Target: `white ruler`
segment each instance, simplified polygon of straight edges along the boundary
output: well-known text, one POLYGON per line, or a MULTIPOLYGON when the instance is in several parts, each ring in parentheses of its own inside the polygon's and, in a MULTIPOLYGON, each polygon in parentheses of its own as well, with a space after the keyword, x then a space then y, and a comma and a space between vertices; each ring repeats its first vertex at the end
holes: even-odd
━━━━━━━━━━━━━━━━━━━━━━━━━━━━━━
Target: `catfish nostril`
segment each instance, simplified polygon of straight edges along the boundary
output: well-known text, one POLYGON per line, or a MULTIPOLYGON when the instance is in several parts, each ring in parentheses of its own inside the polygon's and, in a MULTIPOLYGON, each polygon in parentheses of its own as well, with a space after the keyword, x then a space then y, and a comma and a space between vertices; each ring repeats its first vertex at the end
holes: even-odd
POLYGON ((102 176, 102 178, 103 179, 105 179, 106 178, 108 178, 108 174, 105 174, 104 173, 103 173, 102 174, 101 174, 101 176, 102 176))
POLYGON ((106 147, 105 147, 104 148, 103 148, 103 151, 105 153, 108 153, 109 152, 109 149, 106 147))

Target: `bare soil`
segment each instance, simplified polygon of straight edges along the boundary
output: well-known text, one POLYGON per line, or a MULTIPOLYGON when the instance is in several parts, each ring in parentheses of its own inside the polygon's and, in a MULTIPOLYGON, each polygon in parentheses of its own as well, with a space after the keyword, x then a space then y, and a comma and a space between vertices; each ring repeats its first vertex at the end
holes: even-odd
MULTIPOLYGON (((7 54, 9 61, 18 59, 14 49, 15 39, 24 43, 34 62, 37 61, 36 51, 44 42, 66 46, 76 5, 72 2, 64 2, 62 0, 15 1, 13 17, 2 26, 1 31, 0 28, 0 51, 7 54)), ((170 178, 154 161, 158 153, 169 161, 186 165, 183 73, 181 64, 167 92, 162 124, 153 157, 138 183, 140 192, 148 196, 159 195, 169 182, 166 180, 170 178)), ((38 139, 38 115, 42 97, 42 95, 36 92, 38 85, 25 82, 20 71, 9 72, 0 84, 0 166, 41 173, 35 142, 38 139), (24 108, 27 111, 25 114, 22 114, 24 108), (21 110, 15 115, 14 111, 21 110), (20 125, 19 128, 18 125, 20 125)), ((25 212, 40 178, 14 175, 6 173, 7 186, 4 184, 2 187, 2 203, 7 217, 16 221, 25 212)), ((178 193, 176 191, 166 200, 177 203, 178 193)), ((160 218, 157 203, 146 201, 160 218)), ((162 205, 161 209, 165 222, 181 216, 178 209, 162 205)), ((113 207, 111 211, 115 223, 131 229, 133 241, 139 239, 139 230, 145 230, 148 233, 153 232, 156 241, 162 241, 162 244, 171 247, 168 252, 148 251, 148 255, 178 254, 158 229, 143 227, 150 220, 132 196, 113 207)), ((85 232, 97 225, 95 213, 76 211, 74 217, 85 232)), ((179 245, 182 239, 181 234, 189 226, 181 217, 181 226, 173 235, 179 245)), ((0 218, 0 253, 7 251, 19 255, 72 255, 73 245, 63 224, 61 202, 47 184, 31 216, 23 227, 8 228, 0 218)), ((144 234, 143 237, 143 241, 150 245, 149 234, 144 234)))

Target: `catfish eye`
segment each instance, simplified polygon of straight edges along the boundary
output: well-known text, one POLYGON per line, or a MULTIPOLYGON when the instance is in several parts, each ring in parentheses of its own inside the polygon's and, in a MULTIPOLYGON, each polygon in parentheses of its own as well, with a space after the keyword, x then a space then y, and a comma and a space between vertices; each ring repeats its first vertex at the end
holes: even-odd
━━━━━━━━━━━━━━━━━━━━━━━━━━━━━━
**The task**
Find every line in the records above that contains the string "Target" and copy each such line in full.

**Output of the exercise**
Target: `white ruler`
Target: `catfish nostril`
Target: `bare soil`
Target: `catfish eye`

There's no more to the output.